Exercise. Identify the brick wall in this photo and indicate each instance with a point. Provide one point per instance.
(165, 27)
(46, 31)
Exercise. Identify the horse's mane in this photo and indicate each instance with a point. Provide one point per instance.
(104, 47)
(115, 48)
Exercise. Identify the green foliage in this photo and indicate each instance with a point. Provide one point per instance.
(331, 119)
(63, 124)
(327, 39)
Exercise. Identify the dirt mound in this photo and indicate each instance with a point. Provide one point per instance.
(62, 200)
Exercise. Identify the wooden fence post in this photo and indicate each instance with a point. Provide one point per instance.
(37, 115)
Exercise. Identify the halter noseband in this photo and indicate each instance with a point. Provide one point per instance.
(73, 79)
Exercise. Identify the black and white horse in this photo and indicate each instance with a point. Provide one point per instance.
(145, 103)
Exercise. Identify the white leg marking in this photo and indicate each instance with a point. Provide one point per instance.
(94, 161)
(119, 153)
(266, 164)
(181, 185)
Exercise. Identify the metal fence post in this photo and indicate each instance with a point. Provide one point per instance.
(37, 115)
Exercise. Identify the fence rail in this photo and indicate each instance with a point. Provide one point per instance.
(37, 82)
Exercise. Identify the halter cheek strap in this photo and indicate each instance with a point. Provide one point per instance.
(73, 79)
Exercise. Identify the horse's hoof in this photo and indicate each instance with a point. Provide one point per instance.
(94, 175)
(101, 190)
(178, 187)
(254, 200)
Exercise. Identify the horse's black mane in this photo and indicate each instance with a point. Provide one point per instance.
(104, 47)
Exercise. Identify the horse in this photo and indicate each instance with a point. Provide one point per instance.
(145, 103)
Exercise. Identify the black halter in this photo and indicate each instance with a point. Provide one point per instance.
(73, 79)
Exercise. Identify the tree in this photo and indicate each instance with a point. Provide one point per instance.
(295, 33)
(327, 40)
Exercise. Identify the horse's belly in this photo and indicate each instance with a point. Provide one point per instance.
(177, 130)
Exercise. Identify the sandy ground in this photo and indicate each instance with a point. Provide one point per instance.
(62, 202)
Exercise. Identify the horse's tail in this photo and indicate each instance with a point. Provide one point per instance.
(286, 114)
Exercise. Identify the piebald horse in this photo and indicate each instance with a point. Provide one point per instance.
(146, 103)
*****
Exercise prompt: Every line of the material must be returned exactly as it appears.

Answer to this problem:
Exercise. Identify the brick wall in this photo and indicate each instance with a point. Provide one point per instance.
(165, 27)
(46, 31)
Exercise. Identify the horse's mane in this photo and indicate each instance with a point. Provide one point per instance.
(104, 47)
(115, 48)
Exercise. Identify the green foliage in this photo and indicate each instance with a point. Provide one point per instance.
(331, 119)
(63, 124)
(327, 39)
Exercise. Identify the dirt mound in this photo and indicate each instance with a point. Provide one point per instance.
(62, 200)
Exercise. Identify the wooden fence post in this photo and indicate each instance with a point. Provide one point per instance.
(37, 115)
Exercise. Identify the halter noseband in this photo and indicate each instance with a point. Provide one point per instance.
(73, 79)
Exercise. Identify the black and white horse in this photo and indicate each instance with a point. Provide one point per instance.
(145, 103)
Exercise. Identify the white leg marking in this photo and indicate each instance with a point. Provide one point per instance.
(94, 161)
(119, 153)
(266, 164)
(181, 185)
Exercise. Identify the metal fence post in this photo and indicate each instance with a point. Provide one point per instance.
(37, 115)
Exercise. Identify the fence rail in this photo and indicate each instance with a point. Provide one point per instance.
(37, 82)
Exercise. Identify the halter cheek strap in this photo and indicate each instance with a point. Provide one point per instance.
(73, 79)
Exercise. Identify the horse's hoof in this photo and indicate each instance with a point. Provide one point per instance.
(94, 175)
(101, 190)
(178, 187)
(254, 200)
Exercise. Identify the horse's black mane in this photo and indicate each instance with a point. Provide one point per instance.
(104, 47)
Exercise. Identify the horse in this photo and indicate each instance with a point. Provide one point per instance.
(145, 103)
Exercise. Identify the black halter in this photo and indicate each instance with a point. Provide one point per instance.
(73, 79)
Exercise. Identify the tree in this photo and indicate each instance with a point. Provide one point per instance.
(295, 33)
(327, 40)
Exercise. Identify the horse's belly in this photo and indicate each instance with a point. Provide one point per instance.
(177, 130)
Exercise. Identify the sandy ground in this photo and indicate each instance with a point. Provide one point per instance.
(62, 202)
Exercise. Identify the horse's tail in this photo and indicate each instance with a point. Provide one point per instance.
(286, 114)
Exercise. Identify the piebald horse in this photo and indicate each instance with a point. Provide one point per instance.
(146, 103)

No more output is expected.